## Задания
A) Выпишите все характеристики, которые фрагмент дает тому, что названо «экспериментальный инструмент».
B) Ответьте по фрагменту на каждый вопрос:
(i) Какая метафора в нем упомянута?
(ii) Чьей ведущей идеей названо то, что природа кодирует свою «книгу»?
(iii) Чьей методической мыслью предполагается «новый» мир?

═════ Фрагмент текста

Познать значит теперь на деле, а не только в уме, преобразовать и восприятия, и явления так, чтобы дать увидеть в них события независимого от нас (объектвного, механико-математического) мира теории. Если вспомнить метафору «книга мира», можно сказать, что необходимо расшифровать язык, на котором природа (или Бог) кодирует (такова ведущая идея аналитики Ж.-Л. Мариона318) свою «книгу». А это значит: «новый» мир, пред-полагаемый (творимый) методической мыслью Декарта в качестве идеальной (рациональной, познаваемой) действительности природы, следует, в свою очередь, преобразовать так, чтобы умозримое в гипотезах на деле оказалось «читаемым», наблюдаемым (измеримым) здесь и теперь319. Необходимо место встречи и взаимопревращения, нечто среднее между мыслимым и воспринимаемым, агент мысли среди вещей и восприятий и представитель вещей в мире мысли: экспериментальный инструмент.

══════════
═════ Строки данных

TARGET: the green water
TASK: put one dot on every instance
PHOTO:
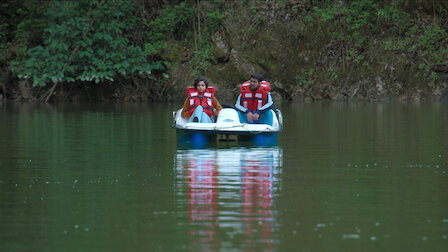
(344, 177)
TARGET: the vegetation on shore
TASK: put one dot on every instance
(147, 50)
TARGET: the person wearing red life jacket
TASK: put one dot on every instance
(255, 100)
(201, 104)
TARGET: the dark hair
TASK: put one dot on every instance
(259, 77)
(199, 79)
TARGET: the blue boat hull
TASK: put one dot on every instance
(201, 139)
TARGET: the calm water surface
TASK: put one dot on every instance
(344, 177)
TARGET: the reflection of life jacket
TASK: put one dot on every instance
(205, 100)
(255, 100)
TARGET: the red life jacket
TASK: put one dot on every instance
(205, 100)
(254, 100)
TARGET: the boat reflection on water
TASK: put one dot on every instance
(228, 196)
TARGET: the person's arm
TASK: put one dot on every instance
(186, 110)
(269, 105)
(239, 107)
(216, 106)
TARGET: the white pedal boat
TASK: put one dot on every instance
(228, 127)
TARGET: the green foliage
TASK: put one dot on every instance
(304, 77)
(169, 24)
(86, 41)
(202, 58)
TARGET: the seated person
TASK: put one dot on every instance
(255, 100)
(201, 104)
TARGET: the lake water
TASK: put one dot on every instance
(344, 177)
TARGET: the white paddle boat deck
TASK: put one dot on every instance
(228, 127)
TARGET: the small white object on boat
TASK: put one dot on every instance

══════════

## Ответы
A)
- место встречи и взаимопревращения
- нечто среднее между мыслимым и воспринимаемым
- агент мысли среди вещей и восприятий
- представитель вещей в мире мысли

B)
(i) «Книга мира».
(ii) Ж.-Л. Мариона.
(iii) Декарта.